Records provided –
* begin *

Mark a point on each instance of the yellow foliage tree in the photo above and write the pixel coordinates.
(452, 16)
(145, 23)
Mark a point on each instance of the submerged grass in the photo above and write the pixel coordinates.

* end *
* begin *

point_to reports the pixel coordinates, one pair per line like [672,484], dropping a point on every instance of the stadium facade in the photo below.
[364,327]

* end *

Task objective – Please give the material as a numbered list with blank lines dropped, beginning at the line that contains "Mark a point on each instance of the yellow" and stopping after the line that contains "Mark a point on each instance of the submerged".

Exercise solution –
1. Mark a point on each instance of the yellow foliage tree in the photo above and write the pixel coordinates.
2. (452, 16)
3. (145, 23)
4. Mark a point on each instance of the submerged grass in the photo above and write the pixel coordinates.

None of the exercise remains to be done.